-- begin --
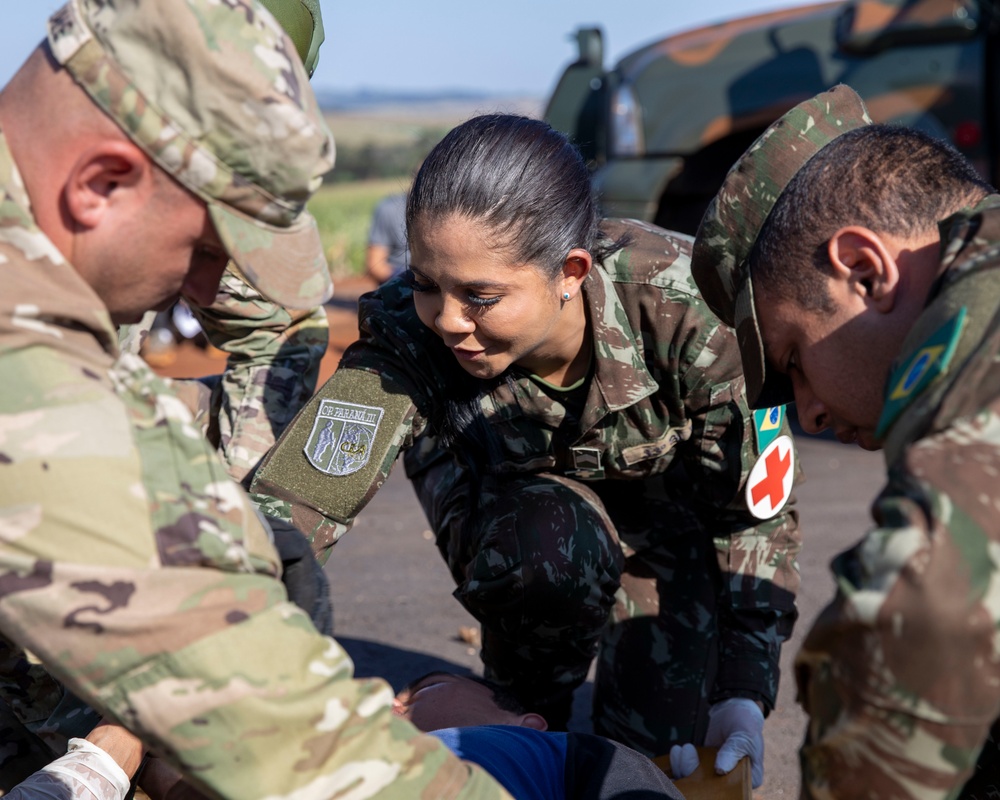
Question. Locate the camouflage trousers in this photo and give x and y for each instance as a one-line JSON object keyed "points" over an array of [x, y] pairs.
{"points": [[558, 572]]}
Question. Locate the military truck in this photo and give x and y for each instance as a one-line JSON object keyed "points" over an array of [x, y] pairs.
{"points": [[662, 127]]}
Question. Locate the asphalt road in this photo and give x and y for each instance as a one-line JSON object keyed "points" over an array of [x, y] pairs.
{"points": [[396, 617]]}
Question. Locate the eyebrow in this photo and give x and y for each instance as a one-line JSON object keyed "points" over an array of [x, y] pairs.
{"points": [[478, 285]]}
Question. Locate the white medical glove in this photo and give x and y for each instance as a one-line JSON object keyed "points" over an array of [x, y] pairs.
{"points": [[736, 727], [683, 760]]}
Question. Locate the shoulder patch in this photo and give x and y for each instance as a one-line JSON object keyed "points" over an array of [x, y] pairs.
{"points": [[770, 483], [342, 436], [928, 362], [767, 424]]}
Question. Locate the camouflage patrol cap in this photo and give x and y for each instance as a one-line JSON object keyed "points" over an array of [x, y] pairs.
{"points": [[303, 22], [733, 220], [214, 93]]}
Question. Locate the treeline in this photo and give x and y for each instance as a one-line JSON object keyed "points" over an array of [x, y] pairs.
{"points": [[375, 160]]}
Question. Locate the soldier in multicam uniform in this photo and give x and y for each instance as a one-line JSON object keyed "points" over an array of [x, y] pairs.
{"points": [[575, 427], [274, 352], [273, 366], [143, 145], [860, 265]]}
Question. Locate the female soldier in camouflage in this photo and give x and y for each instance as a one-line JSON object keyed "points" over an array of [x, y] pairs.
{"points": [[575, 426]]}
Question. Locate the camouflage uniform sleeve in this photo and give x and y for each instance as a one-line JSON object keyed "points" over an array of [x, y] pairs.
{"points": [[899, 674], [272, 369], [140, 575], [757, 557], [273, 362]]}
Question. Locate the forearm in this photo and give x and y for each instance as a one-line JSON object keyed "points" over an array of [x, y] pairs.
{"points": [[757, 607], [97, 768], [899, 673]]}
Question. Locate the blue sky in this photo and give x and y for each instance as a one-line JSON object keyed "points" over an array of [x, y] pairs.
{"points": [[507, 47]]}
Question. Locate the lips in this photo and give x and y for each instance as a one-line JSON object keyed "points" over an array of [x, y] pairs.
{"points": [[847, 436], [466, 355]]}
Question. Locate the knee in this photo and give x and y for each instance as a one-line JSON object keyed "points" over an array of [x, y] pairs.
{"points": [[549, 556]]}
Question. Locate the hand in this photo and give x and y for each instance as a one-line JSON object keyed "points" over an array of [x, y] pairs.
{"points": [[123, 747], [683, 760], [736, 727]]}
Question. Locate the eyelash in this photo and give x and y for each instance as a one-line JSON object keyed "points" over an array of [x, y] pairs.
{"points": [[479, 302]]}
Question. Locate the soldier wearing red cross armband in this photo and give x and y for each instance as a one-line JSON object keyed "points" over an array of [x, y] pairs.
{"points": [[859, 265]]}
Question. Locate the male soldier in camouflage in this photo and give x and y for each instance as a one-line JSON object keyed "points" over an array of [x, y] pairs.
{"points": [[274, 357], [274, 352], [860, 265], [143, 145], [574, 425]]}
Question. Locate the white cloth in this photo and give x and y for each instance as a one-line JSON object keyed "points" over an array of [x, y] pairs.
{"points": [[86, 772]]}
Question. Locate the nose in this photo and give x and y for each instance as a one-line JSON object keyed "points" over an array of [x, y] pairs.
{"points": [[814, 417], [452, 317]]}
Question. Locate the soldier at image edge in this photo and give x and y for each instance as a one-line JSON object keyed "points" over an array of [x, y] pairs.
{"points": [[859, 266], [274, 358], [150, 143]]}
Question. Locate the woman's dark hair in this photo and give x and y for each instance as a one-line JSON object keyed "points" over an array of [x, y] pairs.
{"points": [[521, 179], [530, 188]]}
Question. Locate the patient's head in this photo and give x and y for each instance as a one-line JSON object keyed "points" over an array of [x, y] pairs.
{"points": [[444, 700]]}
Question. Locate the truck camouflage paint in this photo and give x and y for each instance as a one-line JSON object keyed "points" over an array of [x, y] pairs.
{"points": [[663, 126]]}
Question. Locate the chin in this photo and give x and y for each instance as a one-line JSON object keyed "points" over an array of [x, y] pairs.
{"points": [[127, 319], [867, 441]]}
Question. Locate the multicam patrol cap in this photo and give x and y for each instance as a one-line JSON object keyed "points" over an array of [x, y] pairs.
{"points": [[736, 215], [303, 22], [215, 94]]}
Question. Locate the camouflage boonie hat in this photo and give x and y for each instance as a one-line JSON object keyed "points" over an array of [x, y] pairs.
{"points": [[214, 93], [735, 216]]}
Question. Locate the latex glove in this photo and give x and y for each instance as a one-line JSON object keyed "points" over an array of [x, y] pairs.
{"points": [[736, 727], [683, 760]]}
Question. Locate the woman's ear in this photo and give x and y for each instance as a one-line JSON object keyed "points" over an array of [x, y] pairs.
{"points": [[575, 270], [106, 176], [865, 264]]}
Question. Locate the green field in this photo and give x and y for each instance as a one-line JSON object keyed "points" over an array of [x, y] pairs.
{"points": [[343, 212], [391, 136]]}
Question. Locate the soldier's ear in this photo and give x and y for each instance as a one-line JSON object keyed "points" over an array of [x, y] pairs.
{"points": [[576, 268], [108, 176], [534, 721], [864, 264]]}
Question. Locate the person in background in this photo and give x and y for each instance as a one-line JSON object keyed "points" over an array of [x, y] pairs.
{"points": [[387, 254], [146, 144], [860, 264], [573, 421]]}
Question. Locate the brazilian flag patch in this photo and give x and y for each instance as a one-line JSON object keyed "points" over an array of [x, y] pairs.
{"points": [[767, 425], [929, 361]]}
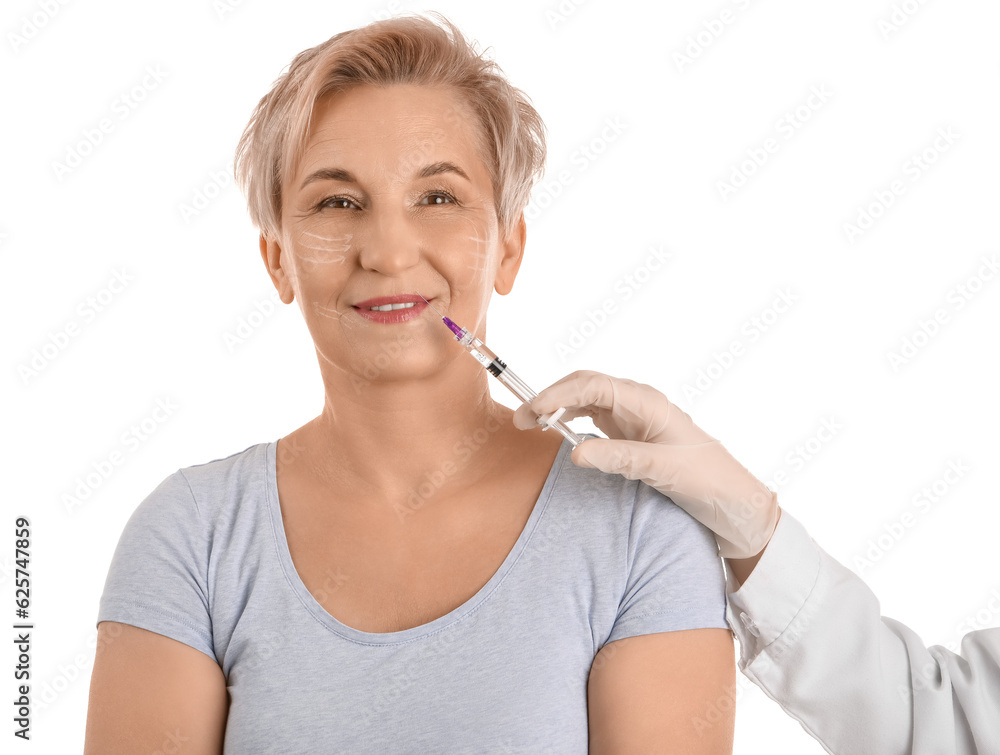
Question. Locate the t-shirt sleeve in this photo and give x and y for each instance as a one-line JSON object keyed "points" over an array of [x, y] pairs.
{"points": [[675, 578], [158, 578]]}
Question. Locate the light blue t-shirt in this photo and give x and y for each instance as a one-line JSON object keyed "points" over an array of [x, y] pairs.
{"points": [[204, 560]]}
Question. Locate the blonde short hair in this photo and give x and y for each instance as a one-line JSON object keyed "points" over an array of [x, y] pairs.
{"points": [[409, 49]]}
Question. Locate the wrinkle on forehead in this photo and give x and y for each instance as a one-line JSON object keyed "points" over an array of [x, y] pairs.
{"points": [[418, 138]]}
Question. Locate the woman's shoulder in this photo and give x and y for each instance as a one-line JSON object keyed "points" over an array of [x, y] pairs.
{"points": [[206, 488]]}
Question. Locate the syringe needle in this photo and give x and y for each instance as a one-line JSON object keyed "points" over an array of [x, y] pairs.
{"points": [[429, 304]]}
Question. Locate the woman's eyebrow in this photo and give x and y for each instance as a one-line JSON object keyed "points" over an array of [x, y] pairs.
{"points": [[339, 174]]}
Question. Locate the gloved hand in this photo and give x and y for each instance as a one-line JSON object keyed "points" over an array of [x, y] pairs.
{"points": [[652, 440]]}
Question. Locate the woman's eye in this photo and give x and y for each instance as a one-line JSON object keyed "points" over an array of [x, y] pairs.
{"points": [[337, 203], [438, 197]]}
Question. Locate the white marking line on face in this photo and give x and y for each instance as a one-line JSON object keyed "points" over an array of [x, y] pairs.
{"points": [[329, 238], [323, 311], [318, 261]]}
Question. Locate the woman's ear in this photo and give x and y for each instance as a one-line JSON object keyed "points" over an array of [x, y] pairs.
{"points": [[513, 253], [270, 252]]}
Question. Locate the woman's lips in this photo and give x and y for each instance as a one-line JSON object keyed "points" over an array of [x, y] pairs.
{"points": [[393, 316]]}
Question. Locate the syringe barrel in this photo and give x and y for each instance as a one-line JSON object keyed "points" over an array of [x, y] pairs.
{"points": [[496, 367]]}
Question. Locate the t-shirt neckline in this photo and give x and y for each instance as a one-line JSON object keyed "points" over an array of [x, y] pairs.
{"points": [[321, 615]]}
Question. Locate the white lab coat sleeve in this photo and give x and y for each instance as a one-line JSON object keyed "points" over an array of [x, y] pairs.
{"points": [[813, 639]]}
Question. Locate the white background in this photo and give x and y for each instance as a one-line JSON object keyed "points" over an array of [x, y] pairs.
{"points": [[685, 128]]}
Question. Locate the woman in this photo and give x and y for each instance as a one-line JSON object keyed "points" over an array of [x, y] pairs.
{"points": [[409, 571]]}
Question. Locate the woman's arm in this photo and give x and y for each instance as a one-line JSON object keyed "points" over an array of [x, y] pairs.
{"points": [[149, 693], [813, 638], [669, 692]]}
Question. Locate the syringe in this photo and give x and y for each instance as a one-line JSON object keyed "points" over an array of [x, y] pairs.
{"points": [[495, 366]]}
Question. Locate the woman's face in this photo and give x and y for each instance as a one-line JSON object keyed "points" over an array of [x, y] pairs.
{"points": [[391, 197]]}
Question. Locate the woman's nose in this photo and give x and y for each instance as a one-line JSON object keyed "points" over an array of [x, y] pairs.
{"points": [[392, 243]]}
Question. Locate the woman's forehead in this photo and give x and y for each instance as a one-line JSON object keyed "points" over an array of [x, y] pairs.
{"points": [[395, 131]]}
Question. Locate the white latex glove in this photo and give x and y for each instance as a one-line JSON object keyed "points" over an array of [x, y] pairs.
{"points": [[652, 440]]}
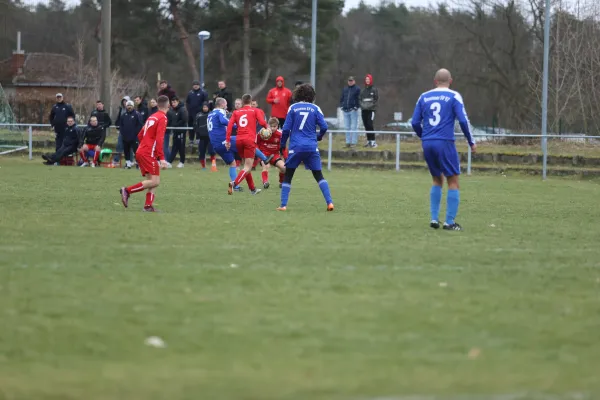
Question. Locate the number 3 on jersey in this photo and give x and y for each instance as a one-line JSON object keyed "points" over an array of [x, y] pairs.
{"points": [[435, 109]]}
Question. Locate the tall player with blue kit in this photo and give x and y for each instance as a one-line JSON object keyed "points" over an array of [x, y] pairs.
{"points": [[433, 122], [301, 128]]}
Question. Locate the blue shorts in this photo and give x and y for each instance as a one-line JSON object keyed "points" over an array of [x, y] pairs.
{"points": [[441, 157], [227, 155], [311, 160]]}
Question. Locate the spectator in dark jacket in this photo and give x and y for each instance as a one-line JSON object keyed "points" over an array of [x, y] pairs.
{"points": [[164, 89], [350, 103], [152, 107], [104, 120], [193, 104], [131, 124], [142, 108], [224, 93], [204, 146], [122, 110], [369, 98], [177, 117], [92, 139], [58, 118], [69, 145]]}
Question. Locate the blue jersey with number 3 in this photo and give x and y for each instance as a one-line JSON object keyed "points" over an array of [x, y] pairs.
{"points": [[302, 121], [437, 110]]}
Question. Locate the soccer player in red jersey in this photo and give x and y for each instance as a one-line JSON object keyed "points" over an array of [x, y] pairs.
{"points": [[151, 139], [271, 146], [246, 119]]}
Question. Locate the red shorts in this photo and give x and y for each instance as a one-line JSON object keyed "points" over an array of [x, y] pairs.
{"points": [[246, 147], [148, 165]]}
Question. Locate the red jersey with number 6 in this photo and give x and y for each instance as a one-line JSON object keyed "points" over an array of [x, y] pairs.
{"points": [[246, 119], [152, 136]]}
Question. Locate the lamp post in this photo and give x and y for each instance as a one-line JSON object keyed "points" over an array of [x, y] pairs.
{"points": [[202, 35]]}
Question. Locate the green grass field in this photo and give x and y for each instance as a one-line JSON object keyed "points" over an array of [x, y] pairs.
{"points": [[363, 303]]}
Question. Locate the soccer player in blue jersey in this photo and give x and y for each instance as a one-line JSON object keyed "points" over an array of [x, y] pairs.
{"points": [[301, 128], [433, 121]]}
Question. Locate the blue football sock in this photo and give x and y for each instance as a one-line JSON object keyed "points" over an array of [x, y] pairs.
{"points": [[452, 205], [285, 193], [261, 155], [324, 186], [435, 198], [232, 173]]}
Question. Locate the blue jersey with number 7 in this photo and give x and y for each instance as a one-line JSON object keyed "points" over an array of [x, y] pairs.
{"points": [[301, 121], [437, 110]]}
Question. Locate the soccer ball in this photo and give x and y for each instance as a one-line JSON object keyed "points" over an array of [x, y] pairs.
{"points": [[265, 133]]}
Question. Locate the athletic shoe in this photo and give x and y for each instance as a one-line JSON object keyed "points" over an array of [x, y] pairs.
{"points": [[453, 227], [124, 196]]}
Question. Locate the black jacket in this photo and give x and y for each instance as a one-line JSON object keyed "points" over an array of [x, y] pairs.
{"points": [[131, 124], [194, 101], [177, 118], [93, 135], [226, 94], [59, 114], [71, 138], [143, 110], [200, 124], [103, 118]]}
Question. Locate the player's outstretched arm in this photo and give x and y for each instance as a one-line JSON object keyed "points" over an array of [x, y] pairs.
{"points": [[417, 119]]}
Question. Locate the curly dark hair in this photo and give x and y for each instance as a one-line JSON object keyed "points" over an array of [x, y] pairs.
{"points": [[305, 93]]}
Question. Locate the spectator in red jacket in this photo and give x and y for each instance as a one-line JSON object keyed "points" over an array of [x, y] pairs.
{"points": [[280, 99]]}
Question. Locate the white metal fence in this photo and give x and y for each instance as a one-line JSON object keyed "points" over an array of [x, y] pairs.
{"points": [[393, 134]]}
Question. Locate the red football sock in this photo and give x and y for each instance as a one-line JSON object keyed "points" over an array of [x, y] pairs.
{"points": [[138, 187], [250, 181], [240, 177], [149, 199]]}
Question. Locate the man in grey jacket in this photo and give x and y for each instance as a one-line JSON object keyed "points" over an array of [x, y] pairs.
{"points": [[369, 97]]}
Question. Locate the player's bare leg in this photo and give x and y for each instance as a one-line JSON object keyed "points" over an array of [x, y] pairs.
{"points": [[435, 198], [246, 174], [453, 199], [150, 184]]}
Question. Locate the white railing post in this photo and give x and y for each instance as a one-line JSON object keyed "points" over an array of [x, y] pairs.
{"points": [[469, 161], [30, 142], [329, 150], [397, 152]]}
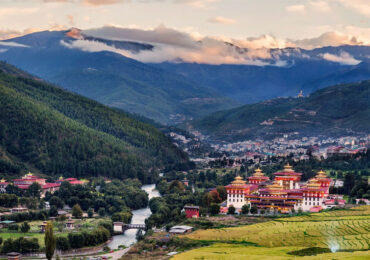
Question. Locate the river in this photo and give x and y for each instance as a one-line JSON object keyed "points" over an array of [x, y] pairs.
{"points": [[138, 217]]}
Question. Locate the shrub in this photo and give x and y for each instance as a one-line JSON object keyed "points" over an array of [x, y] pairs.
{"points": [[25, 227], [62, 243]]}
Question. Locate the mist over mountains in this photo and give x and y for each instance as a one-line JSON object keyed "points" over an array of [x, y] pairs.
{"points": [[170, 76]]}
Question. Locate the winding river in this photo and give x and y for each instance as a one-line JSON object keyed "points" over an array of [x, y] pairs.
{"points": [[138, 217]]}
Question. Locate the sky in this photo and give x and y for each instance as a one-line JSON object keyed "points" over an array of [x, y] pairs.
{"points": [[238, 19]]}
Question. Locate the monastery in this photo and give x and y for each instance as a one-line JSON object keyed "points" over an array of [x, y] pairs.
{"points": [[284, 193]]}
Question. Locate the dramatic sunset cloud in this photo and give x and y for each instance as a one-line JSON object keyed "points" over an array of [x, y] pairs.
{"points": [[344, 58], [222, 20]]}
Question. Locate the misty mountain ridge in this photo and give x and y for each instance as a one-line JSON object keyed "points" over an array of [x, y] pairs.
{"points": [[173, 91]]}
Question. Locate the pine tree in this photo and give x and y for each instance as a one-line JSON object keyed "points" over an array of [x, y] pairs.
{"points": [[50, 241]]}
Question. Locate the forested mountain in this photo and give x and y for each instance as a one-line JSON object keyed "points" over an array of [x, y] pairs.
{"points": [[50, 130], [111, 78], [340, 109], [251, 84]]}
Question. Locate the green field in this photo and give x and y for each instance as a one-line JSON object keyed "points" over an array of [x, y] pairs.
{"points": [[233, 252], [337, 230], [34, 232]]}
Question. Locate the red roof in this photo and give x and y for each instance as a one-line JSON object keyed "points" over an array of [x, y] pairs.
{"points": [[50, 185], [288, 173], [332, 202], [76, 182]]}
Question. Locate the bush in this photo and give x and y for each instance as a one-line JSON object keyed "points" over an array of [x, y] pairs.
{"points": [[62, 243], [215, 208], [25, 227], [76, 240], [231, 210], [22, 245], [245, 209], [77, 211], [14, 227]]}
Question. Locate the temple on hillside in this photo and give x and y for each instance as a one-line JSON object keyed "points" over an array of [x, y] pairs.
{"points": [[285, 193]]}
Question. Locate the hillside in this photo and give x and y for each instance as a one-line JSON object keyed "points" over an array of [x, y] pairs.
{"points": [[50, 130], [340, 109], [110, 78], [337, 234]]}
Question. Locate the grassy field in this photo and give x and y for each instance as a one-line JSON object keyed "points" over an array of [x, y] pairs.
{"points": [[334, 230], [234, 252], [34, 232]]}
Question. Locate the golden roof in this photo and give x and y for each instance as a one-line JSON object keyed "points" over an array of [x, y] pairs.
{"points": [[313, 183], [288, 168], [274, 186], [238, 181], [258, 173], [321, 175]]}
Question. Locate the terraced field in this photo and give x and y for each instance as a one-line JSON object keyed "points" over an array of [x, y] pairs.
{"points": [[236, 252], [334, 230], [344, 229]]}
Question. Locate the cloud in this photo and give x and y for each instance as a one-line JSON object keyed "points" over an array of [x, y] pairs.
{"points": [[326, 39], [222, 20], [360, 6], [320, 6], [343, 58], [102, 2], [71, 19], [9, 34], [13, 44], [16, 11], [200, 4], [295, 8]]}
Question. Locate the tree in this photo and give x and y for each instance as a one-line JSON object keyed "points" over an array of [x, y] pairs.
{"points": [[231, 210], [139, 235], [53, 211], [57, 202], [254, 209], [34, 190], [50, 241], [101, 212], [77, 211], [25, 227], [215, 208], [222, 192], [245, 209], [90, 212], [62, 243]]}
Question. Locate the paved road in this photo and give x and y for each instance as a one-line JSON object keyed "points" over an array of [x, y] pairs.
{"points": [[117, 254]]}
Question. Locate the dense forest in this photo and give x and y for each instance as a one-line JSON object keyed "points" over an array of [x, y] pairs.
{"points": [[333, 111], [52, 131]]}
-- end --
● Challenge: Return, word for word, each line from the line that contains "Question. Locate the golden" to the end of the listing above; include both end lines and nothing else.

● Full response:
Question. Locate the golden roof in this photo and give x and y for each instance as a one-line JSON object keyed "points" over an array of [x, y] pairs.
{"points": [[313, 183], [288, 168], [274, 186], [238, 181], [258, 173], [321, 175]]}
Question. Locate the terraced field in this photo and give x and y for each instance as a one-line JSON object keyed "points" over an array of [x, y] pairs.
{"points": [[236, 252], [334, 230], [344, 229]]}
Question. Locate the cloud in this photo and give x and y for each instance as a one-line JSON object keyed "points" over an array of [x, y] pairs.
{"points": [[326, 39], [222, 20], [360, 6], [320, 6], [343, 58], [102, 2], [71, 19], [9, 34], [13, 44], [16, 11], [200, 4], [295, 8]]}
Question. Locate the tree in this photo and give x and y for each instance as a one-line JSON object keyed "points" over an array of [x, y] pairs.
{"points": [[231, 210], [139, 235], [53, 211], [57, 202], [254, 209], [34, 190], [50, 241], [101, 212], [77, 211], [25, 227], [215, 208], [222, 192], [245, 209], [90, 212], [62, 243]]}
Question. Locate the paved road in this photo and give x and y for each instance as a one-line JSON object keyed "points" over an array of [x, y] pairs.
{"points": [[117, 254]]}
Question. Locate the dense forest in this photo and give x and y for each instance as a one-line JSON object keyed "points" over an array of [x, y] pairs.
{"points": [[333, 111], [52, 131]]}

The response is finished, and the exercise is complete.